Thursday, May 24, 2007

Jesus of Nazareth

By writing “Jesus of Nazareth”, the Pope joins the long line of scriptural exegetes found in the history of Christianity extending back nearly 2000 years. In this book there is much echoing of a number of the early Church fathers: two in particular that seemed to stand out were Irenaeus and Origen. Like Irenaeus, who wrote “Against All Heresies”, the Pope too writes against all heresies. He does this because at the heart of all heresies lies the denial of the fundamental truth that Jesus is both God and Man, and in his new book, the Pope seeks to find not only the Jesus of history, Jesus of Nazareth but also the Jesus of the Trinity, the God-man, Jesus the Christ.

However, the Pope is not directly writing against a select group of people, he is presenting to the reader Jesus of Nazareth in an attempt to restore Christ’s true identity as Jesus the God-man as found in scripture. The approach he takes in presenting Christ is one rooted in exegesis where the Pope uses a holistic approach to scripture letting the text speak for itself. He does not look at each book of the bible as a separate stand-alone text. Instead, he views each book as a part of a larger whole where the fullness of the Gospel message can only be understood in this light. Because of his holistic approach to scripture, Benedict overlays the gospels one on top of the other. He does not stick to one Gospel but includes them all in order to find the true Jesus as present in the text. This approach is contrary to much of current biblical scholarship, but at no time in the book does Benedict do away with current biblical scholarship. In fact, he often uses it but always points out its limitations to the reader. For the danger of the historical-critical method of biblical understanding, as found in current scholarship as taught in most state universities, is that the interpreter is routinely tempted to do away with the divinity of Jesus for the sake of His humanity and in doing so ends with an inauthentic Jesus.

(Excerpts of bounding box data)
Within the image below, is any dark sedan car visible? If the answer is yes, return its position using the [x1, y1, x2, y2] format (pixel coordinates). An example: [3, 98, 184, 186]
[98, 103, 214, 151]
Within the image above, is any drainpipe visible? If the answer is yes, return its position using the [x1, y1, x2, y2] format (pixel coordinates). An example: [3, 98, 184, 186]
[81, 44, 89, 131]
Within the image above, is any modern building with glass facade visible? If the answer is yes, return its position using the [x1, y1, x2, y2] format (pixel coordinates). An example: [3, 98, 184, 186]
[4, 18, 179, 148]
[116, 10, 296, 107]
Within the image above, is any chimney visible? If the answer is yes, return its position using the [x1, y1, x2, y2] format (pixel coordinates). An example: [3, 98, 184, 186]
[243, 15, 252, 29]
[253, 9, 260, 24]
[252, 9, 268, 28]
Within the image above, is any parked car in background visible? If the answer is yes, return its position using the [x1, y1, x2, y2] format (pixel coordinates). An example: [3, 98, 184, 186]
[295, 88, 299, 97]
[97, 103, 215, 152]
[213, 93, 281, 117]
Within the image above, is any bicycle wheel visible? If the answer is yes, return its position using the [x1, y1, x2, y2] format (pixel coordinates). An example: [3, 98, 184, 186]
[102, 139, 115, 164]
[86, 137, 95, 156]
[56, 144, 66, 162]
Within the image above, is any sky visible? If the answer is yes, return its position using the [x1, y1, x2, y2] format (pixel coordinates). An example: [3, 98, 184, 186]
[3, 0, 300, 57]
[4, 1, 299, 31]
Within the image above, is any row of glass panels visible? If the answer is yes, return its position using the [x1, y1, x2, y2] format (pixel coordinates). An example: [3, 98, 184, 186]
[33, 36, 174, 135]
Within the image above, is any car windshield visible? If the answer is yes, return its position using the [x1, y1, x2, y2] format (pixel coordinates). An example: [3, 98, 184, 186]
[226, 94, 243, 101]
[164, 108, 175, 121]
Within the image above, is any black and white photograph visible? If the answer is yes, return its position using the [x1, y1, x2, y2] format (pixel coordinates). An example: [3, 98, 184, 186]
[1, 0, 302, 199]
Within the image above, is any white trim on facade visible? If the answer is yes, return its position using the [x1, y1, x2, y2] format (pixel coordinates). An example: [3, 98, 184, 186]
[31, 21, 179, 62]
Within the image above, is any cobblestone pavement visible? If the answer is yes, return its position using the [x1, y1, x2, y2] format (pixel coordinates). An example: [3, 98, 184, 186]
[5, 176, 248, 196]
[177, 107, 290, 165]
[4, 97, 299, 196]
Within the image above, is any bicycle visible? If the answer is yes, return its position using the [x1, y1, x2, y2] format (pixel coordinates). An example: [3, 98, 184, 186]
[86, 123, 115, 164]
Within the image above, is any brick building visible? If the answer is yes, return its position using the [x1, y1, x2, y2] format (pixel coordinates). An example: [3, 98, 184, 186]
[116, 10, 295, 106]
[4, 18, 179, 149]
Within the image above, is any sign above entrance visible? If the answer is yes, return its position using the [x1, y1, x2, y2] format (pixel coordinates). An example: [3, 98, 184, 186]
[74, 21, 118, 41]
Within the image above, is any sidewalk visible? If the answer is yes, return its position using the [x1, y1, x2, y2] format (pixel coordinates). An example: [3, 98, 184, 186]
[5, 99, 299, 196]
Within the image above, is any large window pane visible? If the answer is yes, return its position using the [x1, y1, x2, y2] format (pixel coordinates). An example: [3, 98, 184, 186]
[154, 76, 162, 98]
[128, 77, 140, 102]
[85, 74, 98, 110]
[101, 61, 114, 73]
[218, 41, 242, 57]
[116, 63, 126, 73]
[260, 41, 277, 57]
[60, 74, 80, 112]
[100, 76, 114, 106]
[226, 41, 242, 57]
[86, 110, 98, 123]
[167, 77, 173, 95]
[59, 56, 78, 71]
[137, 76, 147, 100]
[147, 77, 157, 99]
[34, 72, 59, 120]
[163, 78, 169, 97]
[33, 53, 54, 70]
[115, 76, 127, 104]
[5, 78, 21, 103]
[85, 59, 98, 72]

**Exercises:**
a. Reproduce the book review from "Thursday, May 24, 2007" to "Jesus the Christ.", including both of those passages.
b. Using the book review, answer these:
(i) Which two early Church fathers seemed to stand out among those echoed in the book?
(ii) What does Benedict overlay one on top of the other because of his holistic approach to scripture?
(iii) Where is the historical-critical method taught, according to the book review?
This bounding box data was drawn from a separate source.

**Answers to each task:**
a.
Thursday, May 24, 2007

Jesus of Nazareth

By writing “Jesus of Nazareth”, the Pope joins the long line of scriptural exegetes found in the history of Christianity extending back nearly 2000 years. In this book there is much echoing of a number of the early Church fathers: two in particular that seemed to stand out were Irenaeus and Origen. Like Irenaeus, who wrote “Against All Heresies”, the Pope too writes against all heresies. He does this because at the heart of all heresies lies the denial of the fundamental truth that Jesus is both God and Man, and in his new book, the Pope seeks to find not only the Jesus of history, Jesus of Nazareth but also the Jesus of the Trinity, the God-man, Jesus the Christ.

b.
(i) Irenaeus and Origen
(ii) The gospels
(iii) In most state universities